• _Yang Harus Dikerjakan_:
Tolong jawab pertanyaan berikut berdasarkan teks tentang sejarah Tepi Barat.
1. Berapa tahanan yang dibebaskan Israel pada Jumat (24/11/2023)?
2. Berapa luas wilayah Tepi Barat?
3. Negara mana saja yang mengakui aneksasi oleh Yordania?

• _Teks yang Diberikan_:
>>>

*Sejarah Wilayah Tepi Barat dalam Konflik Israel-Palestina

tepi barat

BANGTOGEL - Pada Jumat (24/11/2023) malam, ratusan orang mengibarkan bendera Palestina di wilayah Tepi Barat. Mereka merayakan kedatangan 39 tahanan yang dibebaskan oleh Israel, sebagai bagian dari kesepakatan dengan Hamas yang juga membebaskan sandera Israel.

Jeda pertempuran dan pertukaran sandera ini merupakan kabar baik pertama sejak dimulainya perang antara Israel-Hamas pada 7 Oktober lalu.

Sejak saat itu, mata dunia tertuju pada Gaza. Namun pertikaian juga terjadi di Tepi Barat yang diduduki Israel.

Jumlah korban yang jatuh di Gaza mencapai lebih dari 14.000 jiwa dan di Israel 1.200 orang.

Adapun di Tepi Barat terdapat 206 warga Palestina yang tewas. Sebagian besar dari mereka tewas akibat bentrokan dengan pasukan keamanan Israel, namun sebanyak sembilan orang tewas di tangan pemukim Israel, menurut Kementerian Kesehatan Palestina.

Menurut data PBB yang dikutip oleh kantor berita Reuters, 2023 merupakan tahun paling mematikan di Tepi Barat setidaknya sepanjang 15 tahun terakhir.

Dengan luas sekitar 5.655 kilometer persegi, wilayah ini memainkan peran sentral dalam konflik Israel-Palestina serta negara-negara Arab-Muslim selama 75 tahun.

Inilah sejarah wilayah pendudukan Tepi Barat dan relevansinya untuk memahami konflik antara Israel dan Palestina.

  • Kontrol Yordania

Wilayah Tepi Barat, seperti yang kita kenal sekarang, belum ada sebelum perang Arab-Israel pertama tahun 1948.

Perang itu memantapkan kemerdekaan Israel dan berpuncak pada gencatan senjata yang membuat Mesir mempertahankan Jalur Gaza dan Kerajaan Yordania menduduki Yerusalem Timur dan Tepi Barat.

“Status dan peran khusus Tepi Barat tercermin dari namanya. Sebelum tahun 1949 dan berdirinya negara Israel, istilah Tepi Barat tidak digunakan."

"Wilayah itu adalah bagian barat Mandat Inggris dan tidak dapat dibedakan dari wilayah lainnya,” tulis John P Richardson dalam studinya The West Bank: A Portrait.

Jadi, setelah pendudukan dan aneksasi wilayah-wilayah ini oleh Yordania, istilah tersebut mulai digunakan untuk membedakan wilayah Palestina di sebelah barat Sungai Yordan, dengan wilayah Yordania yang terletak di tepi timur sungai yang sama.

gencatan

Aneksasi oleh Yordania hanya diakui oleh Inggris dan Pakistan, dan dikritik oleh banyak negara Arab yang memandang tindakan Raja Abdullah I itu dengan rasa tidak percaya.

Raja Abdullah I dibunuh setahun kemudian oleh seorang Arab Palestina di Masjid Al Aqsa.

Meskipun warga Palestina di Tepi Barat kemudian menerima warga Yordania dan pemerintahan di Amman, hubungan antara penduduk di kedua sisi sungai tersebut tidak baik.

<<<

• _Entri Terdaftar_:
>>>

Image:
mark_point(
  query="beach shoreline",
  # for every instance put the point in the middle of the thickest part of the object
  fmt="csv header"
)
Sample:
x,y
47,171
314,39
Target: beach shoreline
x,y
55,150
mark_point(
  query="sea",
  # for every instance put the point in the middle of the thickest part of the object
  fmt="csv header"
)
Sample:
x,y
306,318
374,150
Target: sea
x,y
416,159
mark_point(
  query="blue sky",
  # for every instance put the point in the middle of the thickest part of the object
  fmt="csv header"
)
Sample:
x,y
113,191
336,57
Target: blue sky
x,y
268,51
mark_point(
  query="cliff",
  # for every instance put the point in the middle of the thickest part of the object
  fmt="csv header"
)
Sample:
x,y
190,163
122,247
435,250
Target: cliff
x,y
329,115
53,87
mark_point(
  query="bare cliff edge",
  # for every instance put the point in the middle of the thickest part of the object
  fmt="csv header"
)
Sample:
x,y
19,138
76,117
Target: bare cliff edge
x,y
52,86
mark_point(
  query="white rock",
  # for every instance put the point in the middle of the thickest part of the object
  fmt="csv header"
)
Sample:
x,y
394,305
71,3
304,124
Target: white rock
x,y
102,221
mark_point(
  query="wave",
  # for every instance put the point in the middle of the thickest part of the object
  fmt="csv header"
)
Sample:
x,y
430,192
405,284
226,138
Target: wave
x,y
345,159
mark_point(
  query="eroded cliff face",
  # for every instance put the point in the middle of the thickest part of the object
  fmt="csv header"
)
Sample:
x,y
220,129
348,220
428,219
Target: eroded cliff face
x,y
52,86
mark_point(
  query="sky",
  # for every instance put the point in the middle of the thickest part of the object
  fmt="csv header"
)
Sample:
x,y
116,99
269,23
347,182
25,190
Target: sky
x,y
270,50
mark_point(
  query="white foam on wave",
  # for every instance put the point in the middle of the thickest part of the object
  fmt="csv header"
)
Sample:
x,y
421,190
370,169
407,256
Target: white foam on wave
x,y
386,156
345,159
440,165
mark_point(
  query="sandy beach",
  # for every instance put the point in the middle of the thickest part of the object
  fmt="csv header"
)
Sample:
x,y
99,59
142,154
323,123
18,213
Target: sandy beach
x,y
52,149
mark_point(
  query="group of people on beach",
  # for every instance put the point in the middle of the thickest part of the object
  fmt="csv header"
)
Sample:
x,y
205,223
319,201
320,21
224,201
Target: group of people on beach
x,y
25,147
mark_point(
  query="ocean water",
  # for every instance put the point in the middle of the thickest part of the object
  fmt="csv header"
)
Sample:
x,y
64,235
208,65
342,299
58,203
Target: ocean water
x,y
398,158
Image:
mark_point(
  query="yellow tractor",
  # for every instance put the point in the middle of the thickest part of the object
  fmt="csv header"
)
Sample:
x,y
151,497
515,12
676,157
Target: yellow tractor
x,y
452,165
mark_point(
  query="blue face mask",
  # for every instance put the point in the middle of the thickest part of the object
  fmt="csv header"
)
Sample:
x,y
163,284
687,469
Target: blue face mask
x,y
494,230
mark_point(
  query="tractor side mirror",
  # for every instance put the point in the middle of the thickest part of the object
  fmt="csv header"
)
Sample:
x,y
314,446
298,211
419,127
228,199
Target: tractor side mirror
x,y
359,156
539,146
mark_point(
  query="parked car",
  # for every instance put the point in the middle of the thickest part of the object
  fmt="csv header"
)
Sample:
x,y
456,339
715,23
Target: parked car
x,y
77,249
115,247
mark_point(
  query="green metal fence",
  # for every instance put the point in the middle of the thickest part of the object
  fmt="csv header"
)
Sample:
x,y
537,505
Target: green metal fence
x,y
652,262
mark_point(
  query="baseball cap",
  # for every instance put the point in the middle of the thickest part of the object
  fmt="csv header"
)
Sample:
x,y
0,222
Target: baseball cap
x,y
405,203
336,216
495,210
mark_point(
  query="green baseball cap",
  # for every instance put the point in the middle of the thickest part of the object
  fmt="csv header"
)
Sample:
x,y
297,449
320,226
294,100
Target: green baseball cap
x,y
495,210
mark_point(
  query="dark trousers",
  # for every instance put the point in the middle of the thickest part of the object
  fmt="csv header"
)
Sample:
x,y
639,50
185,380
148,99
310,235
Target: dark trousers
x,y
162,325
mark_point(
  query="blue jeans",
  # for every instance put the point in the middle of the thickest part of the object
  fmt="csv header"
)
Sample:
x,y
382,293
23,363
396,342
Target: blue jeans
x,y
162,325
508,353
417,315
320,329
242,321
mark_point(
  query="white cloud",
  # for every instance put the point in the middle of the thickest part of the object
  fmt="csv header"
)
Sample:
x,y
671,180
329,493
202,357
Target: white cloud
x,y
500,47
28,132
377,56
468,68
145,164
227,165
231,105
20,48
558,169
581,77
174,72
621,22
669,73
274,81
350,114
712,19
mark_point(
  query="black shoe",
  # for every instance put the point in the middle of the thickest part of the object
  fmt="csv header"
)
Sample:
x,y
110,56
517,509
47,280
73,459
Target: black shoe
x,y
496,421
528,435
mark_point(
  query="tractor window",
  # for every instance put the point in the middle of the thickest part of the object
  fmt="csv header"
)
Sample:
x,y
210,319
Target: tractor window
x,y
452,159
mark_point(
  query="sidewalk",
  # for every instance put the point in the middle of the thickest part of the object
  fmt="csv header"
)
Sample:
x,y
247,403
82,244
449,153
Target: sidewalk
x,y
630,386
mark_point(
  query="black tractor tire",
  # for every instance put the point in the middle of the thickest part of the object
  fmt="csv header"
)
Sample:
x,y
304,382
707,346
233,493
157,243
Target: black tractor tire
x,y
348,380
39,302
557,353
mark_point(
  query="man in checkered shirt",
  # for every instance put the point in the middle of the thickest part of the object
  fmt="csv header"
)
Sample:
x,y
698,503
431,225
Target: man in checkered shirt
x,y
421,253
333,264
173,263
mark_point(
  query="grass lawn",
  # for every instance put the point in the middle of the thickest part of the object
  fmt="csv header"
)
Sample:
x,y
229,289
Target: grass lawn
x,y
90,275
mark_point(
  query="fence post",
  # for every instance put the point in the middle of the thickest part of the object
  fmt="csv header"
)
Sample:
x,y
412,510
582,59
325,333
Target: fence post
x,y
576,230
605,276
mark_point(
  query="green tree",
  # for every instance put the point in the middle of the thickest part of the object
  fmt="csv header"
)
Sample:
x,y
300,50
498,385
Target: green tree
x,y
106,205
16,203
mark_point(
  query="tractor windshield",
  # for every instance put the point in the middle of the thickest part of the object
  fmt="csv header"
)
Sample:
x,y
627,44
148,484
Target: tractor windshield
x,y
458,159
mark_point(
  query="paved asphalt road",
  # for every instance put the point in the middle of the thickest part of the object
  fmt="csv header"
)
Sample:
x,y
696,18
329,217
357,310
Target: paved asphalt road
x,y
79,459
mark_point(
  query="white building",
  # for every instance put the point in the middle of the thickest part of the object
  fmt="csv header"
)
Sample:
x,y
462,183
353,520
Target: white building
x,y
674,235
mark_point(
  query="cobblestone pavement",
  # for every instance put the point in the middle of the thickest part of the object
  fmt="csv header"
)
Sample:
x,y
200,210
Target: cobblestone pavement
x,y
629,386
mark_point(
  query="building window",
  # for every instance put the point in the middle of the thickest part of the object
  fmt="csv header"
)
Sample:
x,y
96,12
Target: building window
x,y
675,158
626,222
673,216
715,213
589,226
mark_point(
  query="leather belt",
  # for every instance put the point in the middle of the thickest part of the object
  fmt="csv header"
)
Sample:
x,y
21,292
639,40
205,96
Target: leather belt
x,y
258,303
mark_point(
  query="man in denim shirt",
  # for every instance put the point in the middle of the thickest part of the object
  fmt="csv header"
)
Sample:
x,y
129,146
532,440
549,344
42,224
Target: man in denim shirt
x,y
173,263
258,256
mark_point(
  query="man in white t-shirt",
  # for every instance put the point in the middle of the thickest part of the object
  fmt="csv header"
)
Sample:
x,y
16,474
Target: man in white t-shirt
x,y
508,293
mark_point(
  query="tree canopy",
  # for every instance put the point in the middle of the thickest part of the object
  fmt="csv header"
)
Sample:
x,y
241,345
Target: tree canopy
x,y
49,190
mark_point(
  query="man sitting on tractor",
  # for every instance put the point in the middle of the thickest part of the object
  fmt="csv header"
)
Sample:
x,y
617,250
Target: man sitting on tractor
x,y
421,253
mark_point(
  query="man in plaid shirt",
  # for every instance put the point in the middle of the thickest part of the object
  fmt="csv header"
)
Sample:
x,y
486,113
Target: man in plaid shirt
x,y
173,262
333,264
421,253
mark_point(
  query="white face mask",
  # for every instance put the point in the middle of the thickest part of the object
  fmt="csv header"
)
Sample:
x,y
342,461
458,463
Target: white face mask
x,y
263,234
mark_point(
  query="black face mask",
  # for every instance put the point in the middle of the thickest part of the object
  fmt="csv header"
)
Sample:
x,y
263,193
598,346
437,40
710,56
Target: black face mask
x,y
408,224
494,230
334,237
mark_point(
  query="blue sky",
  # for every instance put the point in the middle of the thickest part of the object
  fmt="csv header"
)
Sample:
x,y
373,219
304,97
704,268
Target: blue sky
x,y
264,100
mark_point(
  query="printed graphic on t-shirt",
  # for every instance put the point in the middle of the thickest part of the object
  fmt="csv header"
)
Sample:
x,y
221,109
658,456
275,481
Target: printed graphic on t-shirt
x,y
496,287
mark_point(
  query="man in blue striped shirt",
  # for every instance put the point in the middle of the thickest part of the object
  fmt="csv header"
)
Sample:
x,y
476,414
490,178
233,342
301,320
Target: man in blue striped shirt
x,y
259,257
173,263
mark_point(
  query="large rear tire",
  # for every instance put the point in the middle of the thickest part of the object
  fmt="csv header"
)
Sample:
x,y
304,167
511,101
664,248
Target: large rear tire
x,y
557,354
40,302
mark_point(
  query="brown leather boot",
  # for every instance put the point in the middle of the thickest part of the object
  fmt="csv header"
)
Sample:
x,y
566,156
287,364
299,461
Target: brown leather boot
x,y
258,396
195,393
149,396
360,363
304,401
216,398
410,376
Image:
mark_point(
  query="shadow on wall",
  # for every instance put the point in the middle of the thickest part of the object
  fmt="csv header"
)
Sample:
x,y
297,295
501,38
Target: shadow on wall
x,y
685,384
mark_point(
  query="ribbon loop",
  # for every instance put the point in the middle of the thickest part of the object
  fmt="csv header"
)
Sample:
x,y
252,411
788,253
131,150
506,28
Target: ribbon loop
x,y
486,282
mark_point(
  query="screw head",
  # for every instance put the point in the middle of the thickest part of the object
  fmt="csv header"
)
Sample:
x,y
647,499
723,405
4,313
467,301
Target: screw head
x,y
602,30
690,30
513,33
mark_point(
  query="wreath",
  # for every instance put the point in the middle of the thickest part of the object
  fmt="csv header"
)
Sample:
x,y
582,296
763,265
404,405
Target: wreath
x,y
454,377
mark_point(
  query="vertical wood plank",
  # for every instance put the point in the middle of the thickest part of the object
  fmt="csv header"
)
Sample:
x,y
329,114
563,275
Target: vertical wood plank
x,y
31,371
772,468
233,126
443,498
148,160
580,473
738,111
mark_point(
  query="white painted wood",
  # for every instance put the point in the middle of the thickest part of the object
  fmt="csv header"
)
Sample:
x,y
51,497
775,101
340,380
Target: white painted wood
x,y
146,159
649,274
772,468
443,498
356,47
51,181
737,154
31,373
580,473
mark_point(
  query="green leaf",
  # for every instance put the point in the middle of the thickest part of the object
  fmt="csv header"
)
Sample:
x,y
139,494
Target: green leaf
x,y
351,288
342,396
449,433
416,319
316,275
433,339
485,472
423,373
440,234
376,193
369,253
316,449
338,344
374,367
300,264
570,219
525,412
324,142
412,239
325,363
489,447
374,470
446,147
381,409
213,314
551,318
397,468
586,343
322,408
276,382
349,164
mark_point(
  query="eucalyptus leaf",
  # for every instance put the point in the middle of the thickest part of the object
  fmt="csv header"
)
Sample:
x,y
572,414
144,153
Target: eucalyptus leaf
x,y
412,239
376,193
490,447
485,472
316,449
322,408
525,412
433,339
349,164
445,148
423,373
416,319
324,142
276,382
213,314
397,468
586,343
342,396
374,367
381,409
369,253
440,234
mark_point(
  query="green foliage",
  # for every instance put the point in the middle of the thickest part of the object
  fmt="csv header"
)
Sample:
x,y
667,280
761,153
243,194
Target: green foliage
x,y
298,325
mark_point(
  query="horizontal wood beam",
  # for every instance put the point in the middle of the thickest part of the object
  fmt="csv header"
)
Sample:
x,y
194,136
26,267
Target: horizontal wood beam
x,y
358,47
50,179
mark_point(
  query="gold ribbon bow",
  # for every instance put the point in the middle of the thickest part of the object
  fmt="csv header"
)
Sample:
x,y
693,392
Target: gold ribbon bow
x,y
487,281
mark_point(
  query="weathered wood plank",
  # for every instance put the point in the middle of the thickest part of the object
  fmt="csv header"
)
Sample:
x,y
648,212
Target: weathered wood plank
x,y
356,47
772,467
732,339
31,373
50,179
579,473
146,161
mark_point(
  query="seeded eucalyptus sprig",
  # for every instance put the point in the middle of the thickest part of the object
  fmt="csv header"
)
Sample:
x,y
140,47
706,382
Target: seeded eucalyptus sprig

<<<

• _Jawaban yang Diharapkan_:
1. 39 tahanan.
2. Sekitar 5.655 kilometer persegi.
3. Inggris dan Pakistan.